> **Sección del documento**
Creada en 1956, la Copa de Europa no sufrió interrupciones por las Guerras Mundiales que detuvieron los Juegos Olímpicos o el Mundial de fútbol. Era un torneo del nuevo orden, de la Guerra Fría, diseñado por una UEFA que no escapó a las tensiones de la época, a conflictos territoriales posteriores, como la guerra de los Balcanes, y hasta a los estallidos de violencia que provocaron la suspensión de los clubes ingleses. Jamás, sin embargo, interrumpió el funcionamiento de su torneo franquicia por una amenaza global. El Covid-19 era la primera, pero el organismo se adaptó para diseñar una Champions propia de tiempos de guerra, con otro formato y sus protagonistas metidos en un búnker. Todos menos los espectadores.

> **Acciones a realizar**
A – Reproduce el pasaje del fragmento sobre la Copa de Europa que va desde "Creada en 1956, la" hasta "menos los espectadores.".
B – Según el fragmento sobre la Copa de Europa, ¿en qué año se creó ese torneo?
C – Retoma el fragmento sobre la Copa de Europa y continúalo a partir de su última oración.
Los datos no guardan relación con el fragmento sobre la Copa de Europa.

> **Datos listados**
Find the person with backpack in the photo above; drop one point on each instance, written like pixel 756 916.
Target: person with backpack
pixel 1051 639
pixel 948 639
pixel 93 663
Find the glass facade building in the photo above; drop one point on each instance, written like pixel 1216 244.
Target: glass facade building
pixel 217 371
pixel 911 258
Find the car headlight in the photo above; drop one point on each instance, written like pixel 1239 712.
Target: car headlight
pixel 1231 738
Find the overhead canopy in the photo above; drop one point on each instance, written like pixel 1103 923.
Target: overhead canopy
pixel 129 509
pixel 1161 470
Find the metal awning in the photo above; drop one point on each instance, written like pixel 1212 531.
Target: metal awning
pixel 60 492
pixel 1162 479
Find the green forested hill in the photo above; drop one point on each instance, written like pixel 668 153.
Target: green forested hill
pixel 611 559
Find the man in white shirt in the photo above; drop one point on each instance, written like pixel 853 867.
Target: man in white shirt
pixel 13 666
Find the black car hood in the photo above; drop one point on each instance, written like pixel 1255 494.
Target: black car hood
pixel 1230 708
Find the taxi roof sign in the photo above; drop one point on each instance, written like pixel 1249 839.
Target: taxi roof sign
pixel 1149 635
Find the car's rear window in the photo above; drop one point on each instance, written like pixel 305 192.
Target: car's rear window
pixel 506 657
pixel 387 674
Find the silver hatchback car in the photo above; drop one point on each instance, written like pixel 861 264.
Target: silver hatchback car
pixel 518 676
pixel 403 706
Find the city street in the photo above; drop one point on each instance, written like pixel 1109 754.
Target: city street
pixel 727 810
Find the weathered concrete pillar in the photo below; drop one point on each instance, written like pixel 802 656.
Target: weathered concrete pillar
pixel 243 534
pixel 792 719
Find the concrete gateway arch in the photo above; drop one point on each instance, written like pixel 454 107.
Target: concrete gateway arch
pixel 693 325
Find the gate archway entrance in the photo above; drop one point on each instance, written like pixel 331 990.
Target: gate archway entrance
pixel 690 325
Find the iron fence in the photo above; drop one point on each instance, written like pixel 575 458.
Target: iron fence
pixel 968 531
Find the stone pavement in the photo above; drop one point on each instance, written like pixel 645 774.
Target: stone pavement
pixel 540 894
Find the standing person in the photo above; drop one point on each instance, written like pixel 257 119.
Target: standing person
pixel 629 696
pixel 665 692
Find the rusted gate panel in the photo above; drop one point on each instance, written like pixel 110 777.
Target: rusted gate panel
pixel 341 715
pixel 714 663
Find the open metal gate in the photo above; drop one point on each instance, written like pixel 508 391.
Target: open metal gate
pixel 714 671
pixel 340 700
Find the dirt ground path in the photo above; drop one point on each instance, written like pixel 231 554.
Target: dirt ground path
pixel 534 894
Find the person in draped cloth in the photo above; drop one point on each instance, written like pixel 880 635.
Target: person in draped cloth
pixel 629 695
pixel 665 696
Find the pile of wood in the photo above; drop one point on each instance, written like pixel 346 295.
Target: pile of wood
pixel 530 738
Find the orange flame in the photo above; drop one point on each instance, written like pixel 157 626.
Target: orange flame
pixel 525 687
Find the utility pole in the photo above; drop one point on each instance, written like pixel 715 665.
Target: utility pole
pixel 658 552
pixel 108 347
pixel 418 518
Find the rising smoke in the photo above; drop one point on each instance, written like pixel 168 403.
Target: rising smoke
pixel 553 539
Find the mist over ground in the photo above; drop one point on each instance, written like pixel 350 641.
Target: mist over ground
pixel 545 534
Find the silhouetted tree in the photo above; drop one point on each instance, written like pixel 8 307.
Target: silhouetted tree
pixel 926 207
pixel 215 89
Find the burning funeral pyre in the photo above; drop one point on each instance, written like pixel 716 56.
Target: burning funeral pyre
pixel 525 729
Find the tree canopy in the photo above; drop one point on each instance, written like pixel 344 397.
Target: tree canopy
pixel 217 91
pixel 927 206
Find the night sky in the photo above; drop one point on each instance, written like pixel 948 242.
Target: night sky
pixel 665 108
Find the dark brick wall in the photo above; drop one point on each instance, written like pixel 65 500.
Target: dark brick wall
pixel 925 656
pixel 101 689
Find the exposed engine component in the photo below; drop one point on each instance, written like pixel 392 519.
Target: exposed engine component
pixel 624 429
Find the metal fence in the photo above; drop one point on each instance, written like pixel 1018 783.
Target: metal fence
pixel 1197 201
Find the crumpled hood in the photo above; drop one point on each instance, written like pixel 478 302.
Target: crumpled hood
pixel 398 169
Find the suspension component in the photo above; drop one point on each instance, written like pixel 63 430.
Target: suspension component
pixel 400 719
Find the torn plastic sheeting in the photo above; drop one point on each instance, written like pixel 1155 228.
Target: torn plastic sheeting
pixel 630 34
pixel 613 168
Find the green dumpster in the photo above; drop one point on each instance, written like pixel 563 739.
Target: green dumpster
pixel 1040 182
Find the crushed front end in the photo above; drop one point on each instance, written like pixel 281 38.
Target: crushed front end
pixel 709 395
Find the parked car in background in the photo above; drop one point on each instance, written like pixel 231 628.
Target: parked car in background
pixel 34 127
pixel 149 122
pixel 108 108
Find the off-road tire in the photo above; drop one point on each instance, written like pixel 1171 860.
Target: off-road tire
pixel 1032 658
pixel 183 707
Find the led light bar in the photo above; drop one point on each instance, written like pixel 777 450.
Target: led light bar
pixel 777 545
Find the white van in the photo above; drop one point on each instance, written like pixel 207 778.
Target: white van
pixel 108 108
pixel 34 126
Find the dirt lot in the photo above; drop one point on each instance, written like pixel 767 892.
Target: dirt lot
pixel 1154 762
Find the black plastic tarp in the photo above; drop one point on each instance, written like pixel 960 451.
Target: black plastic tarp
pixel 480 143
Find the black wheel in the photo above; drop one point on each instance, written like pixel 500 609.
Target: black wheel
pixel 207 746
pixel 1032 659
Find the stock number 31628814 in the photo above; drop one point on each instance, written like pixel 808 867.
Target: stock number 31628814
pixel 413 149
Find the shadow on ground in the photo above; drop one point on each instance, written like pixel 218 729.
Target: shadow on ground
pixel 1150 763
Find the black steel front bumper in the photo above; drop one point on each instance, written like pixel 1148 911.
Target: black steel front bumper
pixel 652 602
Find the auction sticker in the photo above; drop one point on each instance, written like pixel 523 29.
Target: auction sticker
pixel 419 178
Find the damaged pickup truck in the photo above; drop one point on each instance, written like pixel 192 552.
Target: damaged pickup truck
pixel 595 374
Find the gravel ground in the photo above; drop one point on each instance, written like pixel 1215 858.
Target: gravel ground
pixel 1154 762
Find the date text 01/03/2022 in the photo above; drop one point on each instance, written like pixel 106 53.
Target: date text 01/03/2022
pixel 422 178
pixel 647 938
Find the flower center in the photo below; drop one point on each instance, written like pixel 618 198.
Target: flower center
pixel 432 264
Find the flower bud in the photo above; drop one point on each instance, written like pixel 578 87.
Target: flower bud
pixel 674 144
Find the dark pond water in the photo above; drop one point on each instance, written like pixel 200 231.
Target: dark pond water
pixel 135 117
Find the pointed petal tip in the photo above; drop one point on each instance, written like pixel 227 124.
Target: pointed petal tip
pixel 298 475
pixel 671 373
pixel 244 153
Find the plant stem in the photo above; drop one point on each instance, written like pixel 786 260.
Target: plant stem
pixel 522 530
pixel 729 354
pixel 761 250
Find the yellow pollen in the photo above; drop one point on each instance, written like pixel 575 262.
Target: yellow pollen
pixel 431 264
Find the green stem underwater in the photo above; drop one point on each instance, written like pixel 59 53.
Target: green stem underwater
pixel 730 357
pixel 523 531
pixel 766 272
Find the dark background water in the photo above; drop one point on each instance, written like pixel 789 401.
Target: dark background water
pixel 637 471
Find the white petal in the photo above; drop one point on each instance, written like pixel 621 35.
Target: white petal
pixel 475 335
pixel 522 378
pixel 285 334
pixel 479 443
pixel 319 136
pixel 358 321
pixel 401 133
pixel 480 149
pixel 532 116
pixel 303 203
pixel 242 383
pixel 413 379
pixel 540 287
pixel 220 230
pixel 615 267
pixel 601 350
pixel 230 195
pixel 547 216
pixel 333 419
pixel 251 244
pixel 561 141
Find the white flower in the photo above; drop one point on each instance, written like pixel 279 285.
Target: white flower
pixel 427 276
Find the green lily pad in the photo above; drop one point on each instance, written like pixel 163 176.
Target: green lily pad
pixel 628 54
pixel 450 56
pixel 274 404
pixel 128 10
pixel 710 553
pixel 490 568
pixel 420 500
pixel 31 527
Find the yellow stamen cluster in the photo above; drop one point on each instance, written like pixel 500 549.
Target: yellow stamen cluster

> **Respuestas**
A –
Creada en 1956, la Copa de Europa no sufrió interrupciones por las Guerras Mundiales que detuvieron los Juegos Olímpicos o el Mundial de fútbol. Era un torneo del nuevo orden, de la Guerra Fría, diseñado por una UEFA que no escapó a las tensiones de la época, a conflictos territoriales posteriores, como la guerra de los Balcanes, y hasta a los estallidos de violencia que provocaron la suspensión de los clubes ingleses. Jamás, sin embargo, interrumpió el funcionamiento de su torneo franquicia por una amenaza global. El Covid-19 era la primera, pero el organismo se adaptó para diseñar una Champions propia de tiempos de guerra, con otro formato y sus protagonistas metidos en un búnker. Todos menos los espectadores.

B – En 1956.

C –
Lisboa fue el lugar elegido por el menor impacto de la pandemia en Portugal, aunque hace un mes hubo confinamientos de barrios en la capital lusa debido a rebrotes. Nadie está a salvo, pero el fútbol que es también industria, no así el aficionado, continúa, incluso pese a positivos en varios equipos, los dos últimos en uno de los contendientes, el Atlético de Madrid. La final a ocho, a partido único desde los cuartos y sin público, abre el abanico de posibilidades, porque las circunstancias pesan tanto como el estado de forma. Como sucedió en las ligas domésticas, puede que no venza el mejor, sino el que mejor se adapte.
Hablar de favoritos es, pues, más difícil que nunca. Entre los ocho equipos, únicamente dos campeones del torneo (Bayern y Barcelona), sin el vencedor de la pasada edición (Liverpool), ni el club récord de la Champions (Real Madrid). El Bayern llega con su heráldica e impronta, pero, pese a su tradición europea y a tener al mejor artillero del torneo, Lewandowski, las referencias obtenidas en la Bundesliga hay que tomarlas con mesura. El Barça es Messi, que no es poco, pero no es lo que era antes.